**EXERCISE:** Word for word, copy the entire listing below, but do not carry over any pictures.
==========
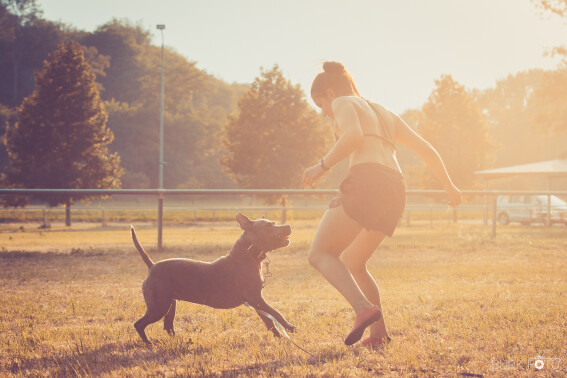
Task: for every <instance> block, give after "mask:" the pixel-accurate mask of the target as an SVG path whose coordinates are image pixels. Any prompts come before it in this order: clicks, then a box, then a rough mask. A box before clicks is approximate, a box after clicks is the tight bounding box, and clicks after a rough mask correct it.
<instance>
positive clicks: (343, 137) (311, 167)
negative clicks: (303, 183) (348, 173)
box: [303, 97, 364, 186]
mask: <svg viewBox="0 0 567 378" xmlns="http://www.w3.org/2000/svg"><path fill="white" fill-rule="evenodd" d="M332 108H333V114H334V118H335V122H336V125H337V129H338V131H339V139H338V140H337V142H336V143H335V144H334V145H333V147H332V148H331V150H330V151H329V152H328V153H327V155H325V156H324V157H323V158H322V162H323V164H324V167H325V168H326V169H324V168H323V167H322V166H321V164H320V163H317V164H315V165H314V166H312V167H309V168H307V169H306V170H305V172H304V174H303V183H304V184H305V185H310V186H314V184H315V182H316V181H317V180H318V179H319V178H320V177H321V176H322V175H323V173H325V172H326V171H327V170H328V169H329V168H331V167H333V166H334V165H336V164H338V163H339V162H340V161H341V160H343V159H345V158H346V157H348V156H349V155H350V154H351V153H352V152H353V151H354V150H355V149H356V148H357V147H358V146H359V145H360V143H362V141H363V139H364V136H363V134H362V128H361V127H360V120H359V119H358V114H357V113H356V109H355V108H354V105H353V104H352V102H351V101H349V100H348V99H346V98H344V97H337V98H336V99H335V100H334V101H333V104H332Z"/></svg>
==========
**RESULT FOR THIS TASK:**
Task: for every <instance> block, give after "mask:" the pixel-accurate mask of the target as an SVG path whose coordinates are image pixels. Any prompts come before it in this order: clicks, then a box, then a rough mask. A box before clicks is approximate, a box after clicks is the tight bounding box, and clicks after a rough mask correct it.
<instance>
positive clicks: (343, 137) (311, 167)
negative clicks: (303, 183) (348, 173)
box: [303, 97, 364, 186]
mask: <svg viewBox="0 0 567 378" xmlns="http://www.w3.org/2000/svg"><path fill="white" fill-rule="evenodd" d="M332 108H333V114H334V118H335V122H336V125H337V129H338V131H339V139H338V140H337V142H336V143H335V144H334V145H333V147H332V148H331V150H330V151H329V152H328V153H327V155H325V156H324V157H323V158H322V162H323V164H324V167H325V168H326V169H324V168H323V167H322V166H321V164H320V163H317V164H315V165H314V166H312V167H309V168H307V169H306V170H305V172H304V174H303V183H304V184H305V185H310V186H314V184H315V182H316V181H317V180H318V179H319V178H320V177H321V176H322V175H323V173H325V172H326V171H327V170H328V169H329V168H331V167H333V166H334V165H336V164H338V163H339V162H340V161H341V160H343V159H345V158H346V157H348V156H349V155H350V154H351V153H352V152H353V151H354V150H355V149H356V148H357V147H358V146H359V145H360V143H362V141H363V139H364V136H363V134H362V128H361V127H360V120H359V119H358V114H357V113H356V109H355V108H354V105H353V104H352V102H351V101H349V100H348V99H346V98H344V97H337V98H336V99H335V100H334V101H333V104H332Z"/></svg>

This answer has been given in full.